# Stated exercise
Select every line of the data below that contains the string "garden". Treat uppercase and lowercase letters as different.
----
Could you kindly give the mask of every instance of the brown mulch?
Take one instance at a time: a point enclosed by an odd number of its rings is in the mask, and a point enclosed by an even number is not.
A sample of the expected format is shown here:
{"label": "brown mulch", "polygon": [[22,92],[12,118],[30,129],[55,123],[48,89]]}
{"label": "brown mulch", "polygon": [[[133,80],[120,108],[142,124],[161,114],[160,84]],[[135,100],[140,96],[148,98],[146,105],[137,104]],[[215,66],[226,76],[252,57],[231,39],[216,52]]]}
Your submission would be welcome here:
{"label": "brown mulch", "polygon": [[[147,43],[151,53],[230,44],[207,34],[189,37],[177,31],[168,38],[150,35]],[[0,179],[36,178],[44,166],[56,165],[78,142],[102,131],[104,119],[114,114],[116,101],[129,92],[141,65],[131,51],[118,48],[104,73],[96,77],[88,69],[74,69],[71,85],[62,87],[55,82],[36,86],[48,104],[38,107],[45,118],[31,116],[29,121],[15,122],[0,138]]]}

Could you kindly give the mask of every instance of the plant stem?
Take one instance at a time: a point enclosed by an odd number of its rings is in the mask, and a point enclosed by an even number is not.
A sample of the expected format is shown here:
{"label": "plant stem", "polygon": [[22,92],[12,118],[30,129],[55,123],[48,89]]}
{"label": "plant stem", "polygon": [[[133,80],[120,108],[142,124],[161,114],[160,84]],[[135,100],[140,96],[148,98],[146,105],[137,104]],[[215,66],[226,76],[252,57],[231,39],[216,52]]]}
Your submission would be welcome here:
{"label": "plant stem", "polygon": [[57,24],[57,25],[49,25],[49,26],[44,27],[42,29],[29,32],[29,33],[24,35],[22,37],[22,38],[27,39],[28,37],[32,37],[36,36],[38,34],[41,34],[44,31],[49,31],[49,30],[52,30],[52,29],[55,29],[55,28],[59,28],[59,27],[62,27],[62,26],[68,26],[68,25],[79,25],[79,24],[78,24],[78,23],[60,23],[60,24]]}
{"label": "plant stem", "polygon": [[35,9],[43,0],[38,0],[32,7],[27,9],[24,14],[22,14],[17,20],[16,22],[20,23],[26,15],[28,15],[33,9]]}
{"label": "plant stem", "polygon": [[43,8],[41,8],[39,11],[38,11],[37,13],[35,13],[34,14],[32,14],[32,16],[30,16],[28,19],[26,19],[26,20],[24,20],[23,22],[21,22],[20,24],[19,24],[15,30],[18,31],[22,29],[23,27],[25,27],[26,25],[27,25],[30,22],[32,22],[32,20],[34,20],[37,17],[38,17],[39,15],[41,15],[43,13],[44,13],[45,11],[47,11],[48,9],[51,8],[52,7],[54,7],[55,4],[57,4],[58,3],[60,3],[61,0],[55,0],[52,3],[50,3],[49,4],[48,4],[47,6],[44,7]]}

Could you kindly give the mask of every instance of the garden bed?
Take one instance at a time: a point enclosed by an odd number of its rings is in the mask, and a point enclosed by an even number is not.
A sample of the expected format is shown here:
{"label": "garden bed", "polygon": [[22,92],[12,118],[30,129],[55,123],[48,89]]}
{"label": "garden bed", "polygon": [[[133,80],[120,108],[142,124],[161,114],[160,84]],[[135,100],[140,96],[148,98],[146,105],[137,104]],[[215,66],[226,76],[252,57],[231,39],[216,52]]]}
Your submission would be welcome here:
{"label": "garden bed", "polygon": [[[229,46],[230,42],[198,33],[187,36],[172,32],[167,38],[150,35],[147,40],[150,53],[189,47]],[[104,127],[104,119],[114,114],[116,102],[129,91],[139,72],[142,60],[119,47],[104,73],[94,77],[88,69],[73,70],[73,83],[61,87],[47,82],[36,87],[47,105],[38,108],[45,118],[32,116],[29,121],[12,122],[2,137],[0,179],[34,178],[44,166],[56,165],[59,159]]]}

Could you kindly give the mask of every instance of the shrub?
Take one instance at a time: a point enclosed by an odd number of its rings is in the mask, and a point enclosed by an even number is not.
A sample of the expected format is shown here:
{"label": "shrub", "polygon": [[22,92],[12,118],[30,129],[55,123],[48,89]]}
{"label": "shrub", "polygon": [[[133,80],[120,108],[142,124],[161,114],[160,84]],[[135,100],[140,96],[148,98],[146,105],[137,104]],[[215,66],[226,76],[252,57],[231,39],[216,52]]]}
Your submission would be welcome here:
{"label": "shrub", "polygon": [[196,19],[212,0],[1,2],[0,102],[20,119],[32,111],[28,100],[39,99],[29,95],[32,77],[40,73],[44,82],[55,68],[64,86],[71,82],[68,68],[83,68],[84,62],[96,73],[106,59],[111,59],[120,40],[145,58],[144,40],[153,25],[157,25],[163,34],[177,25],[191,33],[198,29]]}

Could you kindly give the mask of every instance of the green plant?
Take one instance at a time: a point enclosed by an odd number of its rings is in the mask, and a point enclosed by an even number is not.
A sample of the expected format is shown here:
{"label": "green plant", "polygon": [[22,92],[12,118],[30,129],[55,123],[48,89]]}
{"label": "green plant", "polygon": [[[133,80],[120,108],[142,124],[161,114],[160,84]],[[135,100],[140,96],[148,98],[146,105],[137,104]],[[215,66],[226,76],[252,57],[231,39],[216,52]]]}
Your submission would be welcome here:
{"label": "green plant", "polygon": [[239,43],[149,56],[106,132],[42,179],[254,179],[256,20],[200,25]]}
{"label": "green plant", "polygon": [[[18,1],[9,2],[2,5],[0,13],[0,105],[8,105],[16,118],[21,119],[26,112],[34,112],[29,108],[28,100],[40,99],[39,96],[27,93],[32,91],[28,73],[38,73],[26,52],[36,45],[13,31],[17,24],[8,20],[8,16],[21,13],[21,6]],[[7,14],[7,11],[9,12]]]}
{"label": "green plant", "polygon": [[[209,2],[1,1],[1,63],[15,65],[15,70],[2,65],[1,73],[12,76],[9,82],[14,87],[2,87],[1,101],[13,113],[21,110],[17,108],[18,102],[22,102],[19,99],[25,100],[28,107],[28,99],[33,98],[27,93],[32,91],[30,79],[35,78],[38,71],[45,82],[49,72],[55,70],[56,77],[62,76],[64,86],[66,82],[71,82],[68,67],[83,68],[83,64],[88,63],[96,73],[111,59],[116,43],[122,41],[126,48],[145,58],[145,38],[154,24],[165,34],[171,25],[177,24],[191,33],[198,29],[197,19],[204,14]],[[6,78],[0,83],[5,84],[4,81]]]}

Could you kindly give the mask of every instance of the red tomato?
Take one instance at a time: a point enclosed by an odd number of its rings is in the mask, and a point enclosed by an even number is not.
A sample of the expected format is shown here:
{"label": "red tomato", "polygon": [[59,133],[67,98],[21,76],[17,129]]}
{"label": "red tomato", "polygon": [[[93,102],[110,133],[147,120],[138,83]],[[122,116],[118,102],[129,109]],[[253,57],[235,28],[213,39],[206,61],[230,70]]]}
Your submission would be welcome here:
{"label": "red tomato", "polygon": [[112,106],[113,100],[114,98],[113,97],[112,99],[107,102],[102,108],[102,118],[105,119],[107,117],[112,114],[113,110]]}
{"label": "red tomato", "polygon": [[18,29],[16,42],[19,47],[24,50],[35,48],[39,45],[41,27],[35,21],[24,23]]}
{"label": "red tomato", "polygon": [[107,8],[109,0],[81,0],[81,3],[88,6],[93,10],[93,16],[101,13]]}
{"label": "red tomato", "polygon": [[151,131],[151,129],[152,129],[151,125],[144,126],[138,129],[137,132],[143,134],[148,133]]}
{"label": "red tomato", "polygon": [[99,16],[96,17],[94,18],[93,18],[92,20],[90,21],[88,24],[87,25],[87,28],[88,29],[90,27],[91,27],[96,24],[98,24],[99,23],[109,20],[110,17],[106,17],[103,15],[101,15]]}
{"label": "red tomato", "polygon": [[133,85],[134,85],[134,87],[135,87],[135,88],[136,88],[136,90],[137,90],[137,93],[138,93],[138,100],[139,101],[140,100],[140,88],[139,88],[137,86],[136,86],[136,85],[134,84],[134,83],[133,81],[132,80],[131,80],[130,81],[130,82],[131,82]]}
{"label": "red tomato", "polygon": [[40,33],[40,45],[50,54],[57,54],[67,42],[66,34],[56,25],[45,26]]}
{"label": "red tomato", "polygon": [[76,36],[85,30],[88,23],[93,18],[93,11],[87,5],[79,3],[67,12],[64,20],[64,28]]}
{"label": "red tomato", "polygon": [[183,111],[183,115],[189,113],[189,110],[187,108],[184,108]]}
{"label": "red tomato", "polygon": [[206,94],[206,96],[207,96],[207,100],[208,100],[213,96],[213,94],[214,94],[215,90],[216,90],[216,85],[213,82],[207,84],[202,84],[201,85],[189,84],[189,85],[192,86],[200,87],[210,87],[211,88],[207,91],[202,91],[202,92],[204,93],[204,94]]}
----
# The answer
Could you kindly give the mask of every instance of the garden bed?
{"label": "garden bed", "polygon": [[22,92],[12,118],[30,129],[55,123],[48,89]]}
{"label": "garden bed", "polygon": [[[133,80],[120,108],[142,124],[161,114],[160,84]],[[135,100],[140,96],[148,98],[146,105],[137,104]],[[215,66],[226,76],[252,57],[231,39],[216,52]]]}
{"label": "garden bed", "polygon": [[[229,46],[230,42],[198,33],[187,36],[172,32],[167,38],[150,35],[147,40],[150,53],[189,47]],[[104,127],[104,119],[114,114],[116,102],[129,91],[139,72],[142,60],[119,47],[104,73],[94,77],[88,69],[73,70],[73,83],[61,87],[47,82],[36,87],[47,105],[38,108],[45,118],[32,116],[29,121],[12,122],[2,137],[0,179],[34,178],[44,166],[56,165],[59,159]]]}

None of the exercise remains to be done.